** JOB 1 **
In the Romunder v. Caskey case report, rewrite the paragraph beginning "Appellant was never a stockholder in the bank" as a short bulleted list that keeps its main points.
** JOB 2 **
According to the Romunder v. Caskey case report, what amount did the bank's deposits exceed in April 1913?
** JOB 3 **
Continue the Romunder v. Caskey case report from the point where it stops.

begin DOCUMENT EXTRACT

Romunder v. Caskey
Decision Date | 24 February 1919 |
Docket Number | 124 |
Citation | 209 S.W. 735,137 Ark. 574 |
Parties | ROMUNDER v. CASKEY, RECEIVER |
Court | Arkansas Supreme Court |
Appeal from Prairie Chancery Court, Northern District; John M Elliott, Chancellor; affirmed.
Decree affirmed.
W. A Leach, for appellant.
Appellant was never a stockholder in the bank. There was no consideration for the "memorandum of understanding" he signed, and his purchase of stock was brought about by false and fraudulent representations. The assets and liabilities of the bank were gross misrepresentations and fraud upon him and avoided the agreement to purchase stock. No stock was ever delivered to him. None of the conditions upon which he was to purchase stock were ever complied with. He was never an officer or a director in the bank. The findings of the court are contrary to the law and the evidence and he was clearly defrauded. Can plead this fraud against a suit by the receiver. 109 Ark. 297; 131 Id. 382; 10 Cyc. 437; 4 Thompson on Corp., § 3841; 7 R. C. L., § 211; 18 L. R. A. (N. S.) 347; 16 Ann. Cases, 179; 18 L. R. A. (N. S.) 347; High on Receivers (3 ed.), § 245; Wait on Insolvent Corp., § 235; 29 Conn. 384; 79 Ind. 293; 79 Ind. 293; 23 Barb. 636.
J. G Thweatt and Sam Frauenthal, for appellee.
1. The testimony shows that appellant purchased the stock from the bank and became the owner thereof and was held out to the world as president of the bank and knew that he was so held out to the world. Deposits were continually being made and in April, 1913, the deposits exceeded $ 25,000. The receiver is the representative of the depositors and creditors of the bank, and is entitled to recover on appellant's unpaid stock to pay these depositors and creditors. It is conceded that the liabilities of the corporation exceeded the entire amount of unpaid stock and the chancellor properly entered a decree directing the receiver to demand payment of the amounts due on unpaid stock and sue for same. No call was necessary as the order of court was equivalent to a call where the liabilities exceeded the amount due on unpaid stock. 7 R. C. L. 387, § 371. The principle of this case is sustained in 146 U.S. 689 (36 Law. ed., 1139); 72 F. 960; 31 L. R. A. (N. S.) 365; 33 Id. 895; 101 U.S. 205 (Law. ed., 885).
2. If appellant purchased the stock from Vaughan and purchased other unsubscribed stock, he is liable for the amount of the unpaid stock and it is conceded that 80 per cent. of the stock is unpaid. The transferee is liable to the same extent as the transferer. 91 U.S. 65 (23 L. ed., 384); 7 R. C. L 256, § 234; Ib., p. 276, § 254; 10 Cyc. 701; 91 U.S. 45 (L. ed., 203); 96 U.S. 328 (24 L. ed., 818).

end DOCUMENT EXTRACT
begin RECORDS PROVIDED

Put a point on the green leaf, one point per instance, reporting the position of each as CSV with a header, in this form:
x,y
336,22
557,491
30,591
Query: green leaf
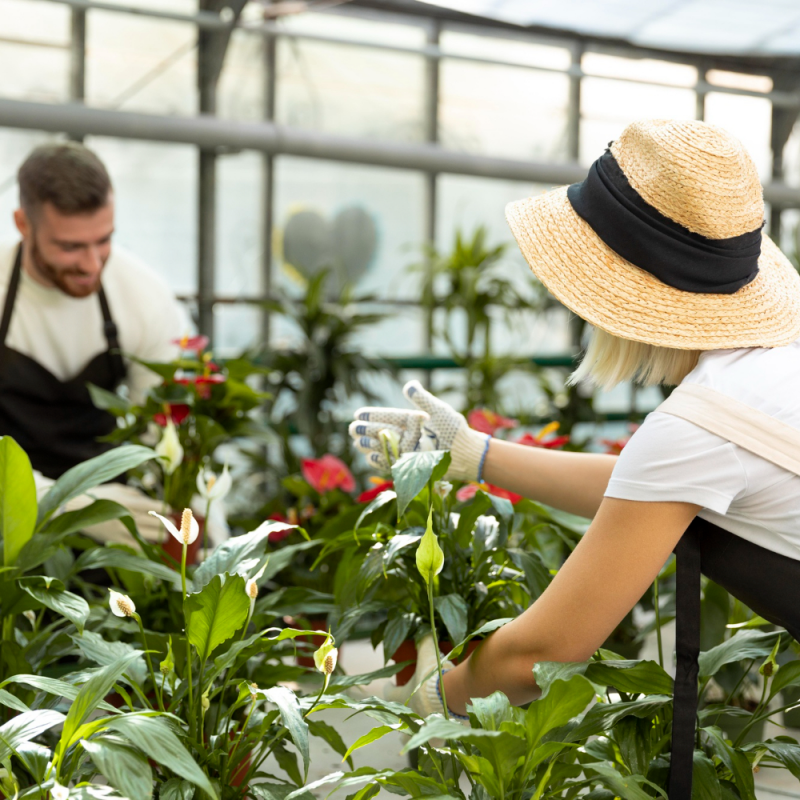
x,y
243,554
640,677
176,789
216,613
17,499
735,760
412,471
430,557
453,610
91,473
52,594
117,558
52,686
93,514
292,719
91,695
125,769
156,740
705,783
25,727
745,644
565,700
372,735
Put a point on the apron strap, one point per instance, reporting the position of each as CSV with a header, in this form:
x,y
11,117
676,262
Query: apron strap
x,y
112,338
11,296
687,640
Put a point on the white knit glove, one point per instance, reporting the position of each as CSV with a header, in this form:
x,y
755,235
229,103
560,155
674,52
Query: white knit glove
x,y
423,688
435,425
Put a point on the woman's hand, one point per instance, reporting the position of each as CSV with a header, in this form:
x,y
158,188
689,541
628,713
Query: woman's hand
x,y
619,556
433,425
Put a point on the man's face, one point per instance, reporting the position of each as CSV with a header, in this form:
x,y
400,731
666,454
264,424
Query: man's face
x,y
68,251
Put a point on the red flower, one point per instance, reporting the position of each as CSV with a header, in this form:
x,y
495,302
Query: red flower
x,y
327,473
471,489
197,343
538,440
369,495
177,413
615,446
486,421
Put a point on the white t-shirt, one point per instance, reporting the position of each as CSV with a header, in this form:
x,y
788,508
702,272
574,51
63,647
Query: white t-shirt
x,y
64,333
670,459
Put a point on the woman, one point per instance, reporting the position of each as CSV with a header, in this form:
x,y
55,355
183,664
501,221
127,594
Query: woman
x,y
661,250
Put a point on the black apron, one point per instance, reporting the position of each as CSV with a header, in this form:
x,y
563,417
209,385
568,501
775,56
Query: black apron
x,y
762,579
55,421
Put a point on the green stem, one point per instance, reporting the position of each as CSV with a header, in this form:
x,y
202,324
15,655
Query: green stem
x,y
149,662
658,624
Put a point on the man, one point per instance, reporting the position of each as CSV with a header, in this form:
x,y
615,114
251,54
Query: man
x,y
73,312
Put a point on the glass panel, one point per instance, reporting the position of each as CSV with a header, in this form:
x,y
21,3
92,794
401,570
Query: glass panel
x,y
747,118
503,111
141,64
239,227
240,91
237,327
607,106
34,51
155,190
14,148
353,91
367,221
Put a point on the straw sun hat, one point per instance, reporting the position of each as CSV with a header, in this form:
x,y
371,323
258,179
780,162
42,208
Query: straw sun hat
x,y
662,243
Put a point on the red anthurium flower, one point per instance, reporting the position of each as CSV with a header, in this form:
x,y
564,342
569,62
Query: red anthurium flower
x,y
486,421
370,494
198,343
327,473
471,489
177,413
538,440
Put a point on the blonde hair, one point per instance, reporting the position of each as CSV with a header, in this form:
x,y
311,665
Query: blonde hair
x,y
610,360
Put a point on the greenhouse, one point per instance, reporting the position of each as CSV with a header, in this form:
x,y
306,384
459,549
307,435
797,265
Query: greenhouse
x,y
399,398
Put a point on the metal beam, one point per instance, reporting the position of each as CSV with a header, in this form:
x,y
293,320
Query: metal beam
x,y
211,132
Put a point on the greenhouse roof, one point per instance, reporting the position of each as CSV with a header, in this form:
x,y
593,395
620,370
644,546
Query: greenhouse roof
x,y
723,27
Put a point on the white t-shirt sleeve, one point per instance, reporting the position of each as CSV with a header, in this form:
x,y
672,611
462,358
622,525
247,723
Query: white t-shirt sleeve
x,y
670,459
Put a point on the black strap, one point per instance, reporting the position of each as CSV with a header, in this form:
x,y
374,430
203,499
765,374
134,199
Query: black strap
x,y
112,337
11,295
687,638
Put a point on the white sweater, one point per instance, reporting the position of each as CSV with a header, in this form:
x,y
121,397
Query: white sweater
x,y
64,333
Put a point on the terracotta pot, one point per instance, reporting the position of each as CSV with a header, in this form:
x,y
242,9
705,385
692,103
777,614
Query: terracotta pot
x,y
408,652
173,548
320,624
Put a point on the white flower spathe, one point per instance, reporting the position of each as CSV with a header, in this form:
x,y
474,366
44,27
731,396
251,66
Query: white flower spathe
x,y
169,448
121,604
214,487
189,530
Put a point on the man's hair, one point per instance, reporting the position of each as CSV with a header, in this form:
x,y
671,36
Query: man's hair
x,y
610,360
66,174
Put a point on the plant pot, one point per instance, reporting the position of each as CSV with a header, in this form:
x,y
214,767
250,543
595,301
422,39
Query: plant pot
x,y
319,624
408,652
173,548
791,717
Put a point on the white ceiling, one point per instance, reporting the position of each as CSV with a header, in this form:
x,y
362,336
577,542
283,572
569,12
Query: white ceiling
x,y
731,27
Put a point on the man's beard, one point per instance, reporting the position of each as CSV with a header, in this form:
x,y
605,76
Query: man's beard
x,y
58,276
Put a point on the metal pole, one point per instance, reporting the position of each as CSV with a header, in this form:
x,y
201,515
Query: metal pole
x,y
268,182
207,193
431,177
77,61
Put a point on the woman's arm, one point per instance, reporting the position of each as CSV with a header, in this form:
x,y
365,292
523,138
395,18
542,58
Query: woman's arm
x,y
610,569
573,482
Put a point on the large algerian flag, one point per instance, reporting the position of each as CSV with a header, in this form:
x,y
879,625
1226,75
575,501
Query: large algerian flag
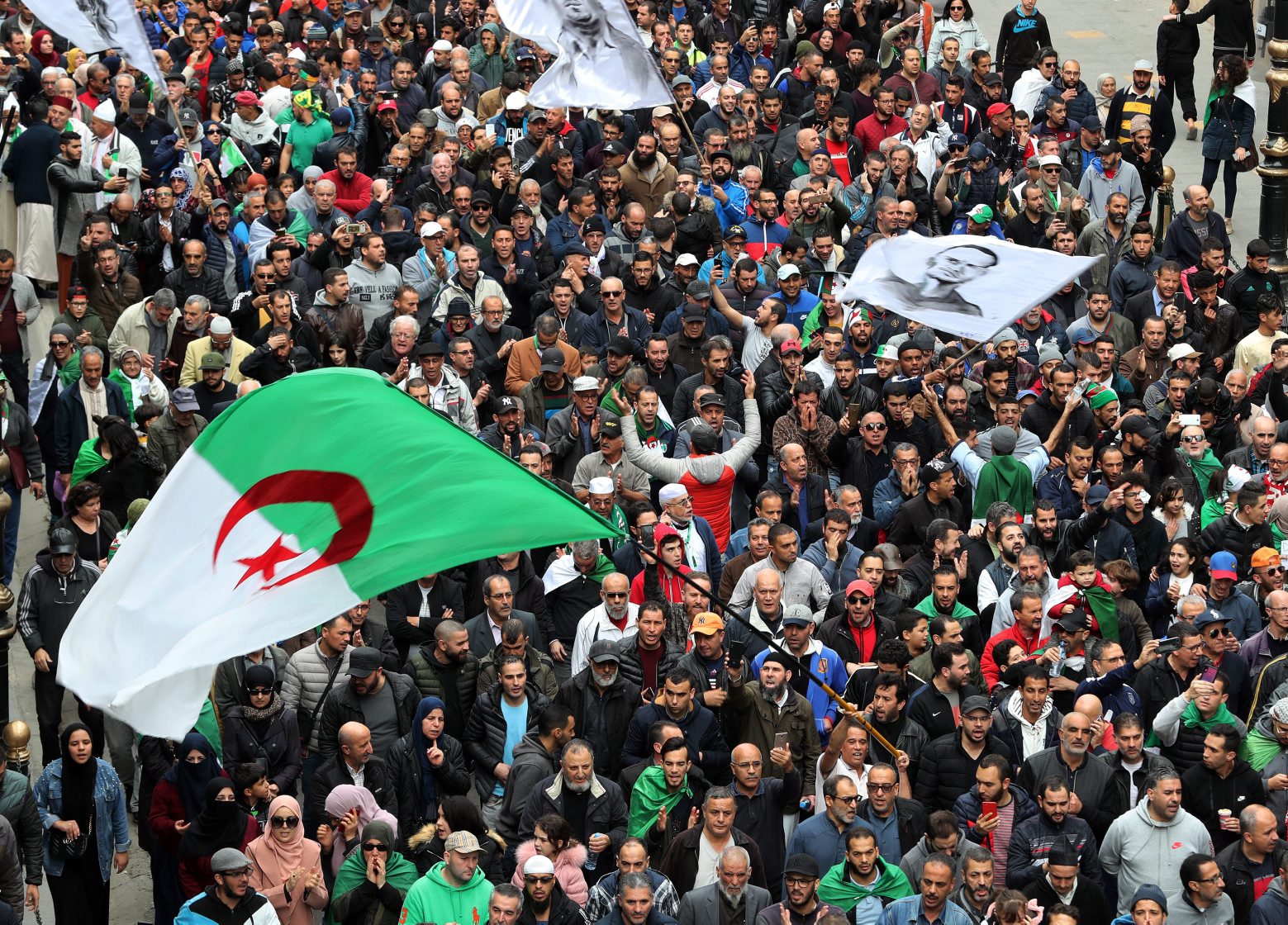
x,y
297,501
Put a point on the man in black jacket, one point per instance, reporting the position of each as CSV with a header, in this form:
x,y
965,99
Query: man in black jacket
x,y
601,702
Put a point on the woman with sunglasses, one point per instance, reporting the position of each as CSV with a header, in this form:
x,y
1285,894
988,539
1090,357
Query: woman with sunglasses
x,y
373,884
263,731
288,866
958,22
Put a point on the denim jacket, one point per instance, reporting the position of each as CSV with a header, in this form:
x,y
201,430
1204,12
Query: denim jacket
x,y
111,830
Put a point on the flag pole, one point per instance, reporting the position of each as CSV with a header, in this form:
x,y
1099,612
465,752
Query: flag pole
x,y
847,708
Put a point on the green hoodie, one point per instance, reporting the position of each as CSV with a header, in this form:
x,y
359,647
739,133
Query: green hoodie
x,y
838,889
433,899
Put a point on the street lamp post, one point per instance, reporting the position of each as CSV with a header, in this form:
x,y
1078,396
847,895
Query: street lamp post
x,y
1274,149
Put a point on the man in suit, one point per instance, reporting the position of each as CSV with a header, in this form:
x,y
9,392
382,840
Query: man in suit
x,y
484,629
742,901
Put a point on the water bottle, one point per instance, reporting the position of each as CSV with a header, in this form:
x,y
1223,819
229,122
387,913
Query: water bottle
x,y
1055,669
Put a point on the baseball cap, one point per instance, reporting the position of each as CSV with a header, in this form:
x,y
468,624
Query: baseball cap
x,y
1265,557
797,614
1181,352
364,660
552,359
706,624
603,651
464,842
862,586
1223,566
184,398
228,860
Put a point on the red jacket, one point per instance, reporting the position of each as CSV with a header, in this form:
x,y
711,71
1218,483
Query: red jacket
x,y
350,196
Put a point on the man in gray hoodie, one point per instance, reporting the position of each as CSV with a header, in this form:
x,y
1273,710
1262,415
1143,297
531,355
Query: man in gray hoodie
x,y
1149,844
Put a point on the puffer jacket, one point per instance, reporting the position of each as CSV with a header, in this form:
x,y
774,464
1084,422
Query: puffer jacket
x,y
601,720
421,667
341,706
486,734
1032,840
451,778
278,752
307,676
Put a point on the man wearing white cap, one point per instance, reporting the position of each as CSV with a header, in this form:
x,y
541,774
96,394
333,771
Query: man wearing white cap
x,y
110,151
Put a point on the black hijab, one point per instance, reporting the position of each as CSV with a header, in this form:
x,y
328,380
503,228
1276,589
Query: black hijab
x,y
78,780
219,825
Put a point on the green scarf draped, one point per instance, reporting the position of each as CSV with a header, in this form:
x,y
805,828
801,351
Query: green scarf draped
x,y
1203,467
1004,478
88,462
651,795
1258,749
400,872
1191,718
838,889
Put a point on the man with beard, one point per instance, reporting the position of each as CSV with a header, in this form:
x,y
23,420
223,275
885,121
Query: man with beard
x,y
1062,884
863,883
1034,839
544,899
730,899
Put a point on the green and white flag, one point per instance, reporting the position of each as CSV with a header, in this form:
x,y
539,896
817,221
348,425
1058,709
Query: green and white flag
x,y
297,501
230,158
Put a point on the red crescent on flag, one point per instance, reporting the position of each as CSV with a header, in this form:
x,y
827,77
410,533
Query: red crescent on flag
x,y
345,495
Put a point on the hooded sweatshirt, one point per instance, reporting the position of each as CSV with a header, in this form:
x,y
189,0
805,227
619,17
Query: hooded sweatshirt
x,y
433,899
1138,849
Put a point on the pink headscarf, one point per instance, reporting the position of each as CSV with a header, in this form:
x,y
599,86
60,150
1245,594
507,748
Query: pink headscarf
x,y
349,796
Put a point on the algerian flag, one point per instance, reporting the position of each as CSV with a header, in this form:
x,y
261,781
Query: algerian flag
x,y
304,497
230,158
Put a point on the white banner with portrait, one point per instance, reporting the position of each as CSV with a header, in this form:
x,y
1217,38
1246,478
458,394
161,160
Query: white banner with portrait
x,y
965,285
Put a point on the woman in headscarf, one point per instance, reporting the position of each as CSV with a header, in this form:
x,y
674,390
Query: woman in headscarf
x,y
288,866
428,766
81,807
221,823
373,883
43,50
135,382
263,731
349,809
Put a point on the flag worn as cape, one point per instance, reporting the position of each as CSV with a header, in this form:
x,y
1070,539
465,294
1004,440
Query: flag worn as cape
x,y
838,889
257,544
1004,478
649,796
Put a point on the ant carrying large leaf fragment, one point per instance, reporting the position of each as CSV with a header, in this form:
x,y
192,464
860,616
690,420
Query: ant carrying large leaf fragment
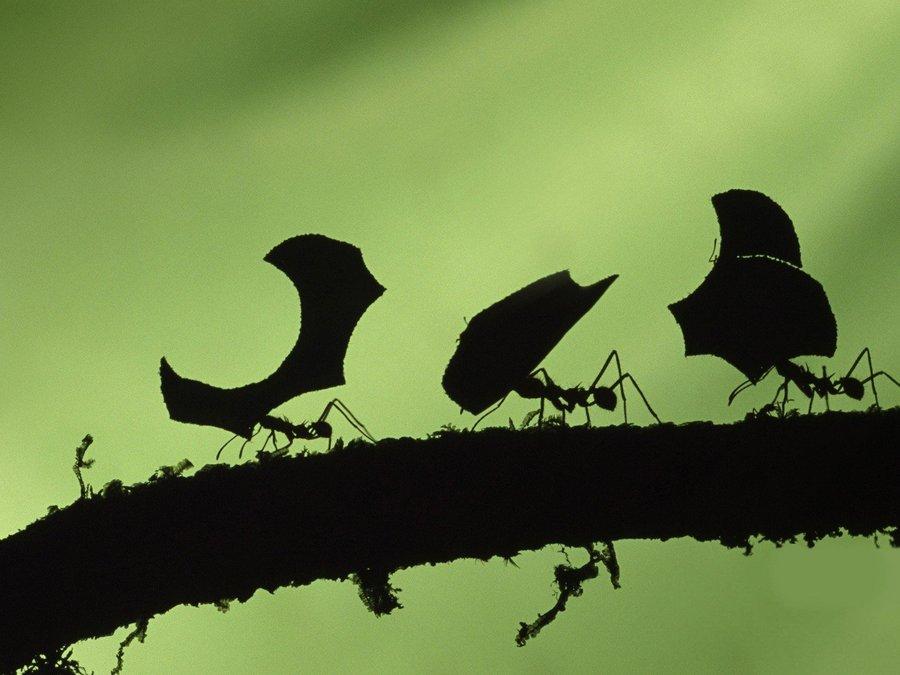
x,y
335,289
501,348
757,308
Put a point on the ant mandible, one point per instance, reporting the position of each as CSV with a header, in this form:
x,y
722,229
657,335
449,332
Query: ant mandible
x,y
320,428
567,399
823,386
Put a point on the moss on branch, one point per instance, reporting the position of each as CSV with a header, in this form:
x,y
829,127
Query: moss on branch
x,y
126,554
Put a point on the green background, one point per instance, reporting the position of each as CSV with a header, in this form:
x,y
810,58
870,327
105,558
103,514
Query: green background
x,y
150,155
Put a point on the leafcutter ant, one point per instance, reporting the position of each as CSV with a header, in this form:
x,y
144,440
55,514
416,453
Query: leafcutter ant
x,y
541,386
822,386
319,428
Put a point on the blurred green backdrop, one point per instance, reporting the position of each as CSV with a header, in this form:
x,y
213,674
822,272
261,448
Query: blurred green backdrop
x,y
152,153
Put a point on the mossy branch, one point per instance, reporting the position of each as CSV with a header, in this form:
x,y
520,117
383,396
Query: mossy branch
x,y
128,553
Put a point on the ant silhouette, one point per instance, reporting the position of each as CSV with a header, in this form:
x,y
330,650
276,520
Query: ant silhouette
x,y
303,431
567,399
822,386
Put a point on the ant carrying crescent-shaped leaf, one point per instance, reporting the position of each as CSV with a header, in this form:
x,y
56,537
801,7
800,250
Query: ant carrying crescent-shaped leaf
x,y
335,289
306,431
501,348
757,308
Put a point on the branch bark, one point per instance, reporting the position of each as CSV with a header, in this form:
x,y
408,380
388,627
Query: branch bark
x,y
128,554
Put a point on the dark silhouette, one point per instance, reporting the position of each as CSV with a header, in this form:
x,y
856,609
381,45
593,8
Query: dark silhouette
x,y
503,344
757,309
130,552
335,290
307,431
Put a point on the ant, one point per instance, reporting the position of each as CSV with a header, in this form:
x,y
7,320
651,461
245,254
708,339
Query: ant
x,y
304,431
566,400
823,386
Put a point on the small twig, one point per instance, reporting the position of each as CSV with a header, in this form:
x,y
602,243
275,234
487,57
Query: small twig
x,y
80,463
139,632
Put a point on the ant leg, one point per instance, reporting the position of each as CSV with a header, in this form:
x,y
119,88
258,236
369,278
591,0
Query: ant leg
x,y
746,384
627,376
614,355
498,404
253,433
270,435
218,454
871,377
342,408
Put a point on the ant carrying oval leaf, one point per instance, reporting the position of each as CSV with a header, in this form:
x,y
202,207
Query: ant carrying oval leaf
x,y
501,348
757,308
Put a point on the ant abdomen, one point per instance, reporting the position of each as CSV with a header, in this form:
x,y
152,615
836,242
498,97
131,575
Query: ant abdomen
x,y
852,387
605,398
321,429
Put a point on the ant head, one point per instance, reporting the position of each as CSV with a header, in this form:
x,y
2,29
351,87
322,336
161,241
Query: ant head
x,y
531,387
321,429
605,398
852,387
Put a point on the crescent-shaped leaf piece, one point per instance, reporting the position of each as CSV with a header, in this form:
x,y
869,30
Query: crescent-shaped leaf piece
x,y
754,312
750,223
335,289
505,342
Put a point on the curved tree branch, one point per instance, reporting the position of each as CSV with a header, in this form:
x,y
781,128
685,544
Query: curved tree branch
x,y
126,554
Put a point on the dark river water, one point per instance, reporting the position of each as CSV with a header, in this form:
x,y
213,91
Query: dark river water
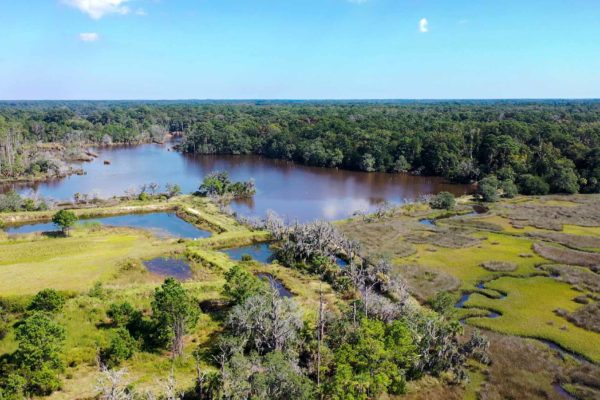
x,y
292,190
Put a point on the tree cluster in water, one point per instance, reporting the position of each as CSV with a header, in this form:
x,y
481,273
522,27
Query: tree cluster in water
x,y
364,348
541,146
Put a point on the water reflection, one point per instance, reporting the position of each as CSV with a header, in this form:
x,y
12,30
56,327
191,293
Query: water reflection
x,y
292,190
163,224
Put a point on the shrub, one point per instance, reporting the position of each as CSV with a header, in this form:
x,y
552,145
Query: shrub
x,y
443,201
443,303
65,220
47,300
122,346
121,313
487,189
533,185
241,285
509,189
563,180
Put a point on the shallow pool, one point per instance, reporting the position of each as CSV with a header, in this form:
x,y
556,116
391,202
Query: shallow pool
x,y
163,224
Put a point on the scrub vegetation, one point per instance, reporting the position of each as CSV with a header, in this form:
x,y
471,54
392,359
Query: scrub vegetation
x,y
529,272
531,147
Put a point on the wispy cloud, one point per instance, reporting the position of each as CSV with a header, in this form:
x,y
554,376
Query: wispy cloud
x,y
423,25
96,9
89,37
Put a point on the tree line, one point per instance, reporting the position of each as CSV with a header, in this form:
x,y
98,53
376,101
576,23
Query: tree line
x,y
543,146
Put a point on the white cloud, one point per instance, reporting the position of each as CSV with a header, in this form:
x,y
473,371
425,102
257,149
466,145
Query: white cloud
x,y
89,37
96,9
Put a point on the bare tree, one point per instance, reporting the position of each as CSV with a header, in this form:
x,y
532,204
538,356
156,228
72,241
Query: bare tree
x,y
112,385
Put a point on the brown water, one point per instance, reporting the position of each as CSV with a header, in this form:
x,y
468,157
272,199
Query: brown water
x,y
290,189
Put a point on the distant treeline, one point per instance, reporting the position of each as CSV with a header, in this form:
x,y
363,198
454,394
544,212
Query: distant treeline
x,y
542,146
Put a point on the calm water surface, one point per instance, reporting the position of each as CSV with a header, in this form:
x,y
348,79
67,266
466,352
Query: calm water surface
x,y
292,190
161,224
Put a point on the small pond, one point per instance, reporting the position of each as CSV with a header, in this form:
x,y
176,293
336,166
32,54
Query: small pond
x,y
163,224
341,262
259,252
168,266
277,284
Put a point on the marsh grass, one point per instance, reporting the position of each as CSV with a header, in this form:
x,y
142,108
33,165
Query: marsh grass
x,y
528,311
565,255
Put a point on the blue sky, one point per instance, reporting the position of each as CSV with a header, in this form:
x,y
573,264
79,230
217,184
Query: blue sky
x,y
299,49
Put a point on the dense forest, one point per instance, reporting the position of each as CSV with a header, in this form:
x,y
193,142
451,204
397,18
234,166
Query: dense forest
x,y
542,146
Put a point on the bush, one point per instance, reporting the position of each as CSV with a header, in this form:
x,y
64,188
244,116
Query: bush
x,y
47,300
65,220
122,347
533,185
442,303
487,189
121,313
563,180
44,381
509,189
442,201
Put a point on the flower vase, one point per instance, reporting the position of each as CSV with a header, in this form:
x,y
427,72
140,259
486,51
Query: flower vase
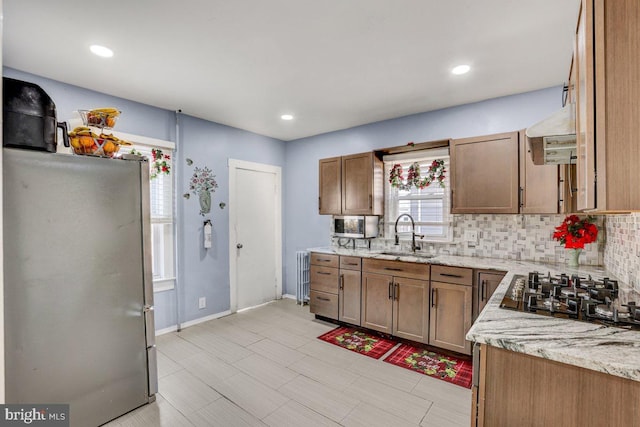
x,y
205,202
573,257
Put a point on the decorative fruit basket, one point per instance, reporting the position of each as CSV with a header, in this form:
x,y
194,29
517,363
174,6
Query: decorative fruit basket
x,y
104,118
85,142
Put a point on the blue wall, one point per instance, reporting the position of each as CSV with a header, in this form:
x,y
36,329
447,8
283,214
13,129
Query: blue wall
x,y
206,273
305,228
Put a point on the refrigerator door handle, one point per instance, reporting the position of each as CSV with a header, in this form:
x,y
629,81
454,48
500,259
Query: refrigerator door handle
x,y
152,364
149,324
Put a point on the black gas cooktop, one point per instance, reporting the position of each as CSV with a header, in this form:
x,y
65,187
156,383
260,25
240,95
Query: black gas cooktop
x,y
572,297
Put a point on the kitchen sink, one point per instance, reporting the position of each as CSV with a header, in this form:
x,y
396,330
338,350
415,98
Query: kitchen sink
x,y
414,254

end RECORDS PROVIDED

** FINAL RESULT 1 **
- The appellant was never a stockholder in the bank.
- The "memorandum of understanding" he signed had no consideration.
- False and fraudulent representations led him to buy the stock.
- The bank's stated assets and liabilities were gross misrepresentations and a fraud on him, which voided the agreement to buy stock.
- No stock was ever delivered to him.
- None of the conditions of his purchase were ever met.
- He was never an officer or director of the bank.
- The court's findings go against the law and the evidence, and he was clearly defrauded.
- He can raise this fraud as a defense against the receiver's suit.

** FINAL RESULT 2 **
$25,000

** FINAL RESULT 3 **
3. It is conceded that appellant did act as president of the bank and had examined the books prior to the written contract and he is liable and the decree below is right and should be affirmed. He was not induced to purchase by false representations, but if so it was Mr. Vaughan who made these misrepresentations, and he alone would be liable and not the bank nor the receiver. 7 R. C. L. 241, § 214; 181 U.S. 202 (45 L. ed., 822); 31 L. R. A. (N. S.) 900. The statement of resources and liabilities furnished by Mr. Vaughan was correct and appellant was fully advised of the condition of the bank. The statement of the items as to "real estate, banking house, furniture and fixtures," etc., was not fraudulent nor misleading. There was nothing wrong in it and there is no error in the decree. See cases supra.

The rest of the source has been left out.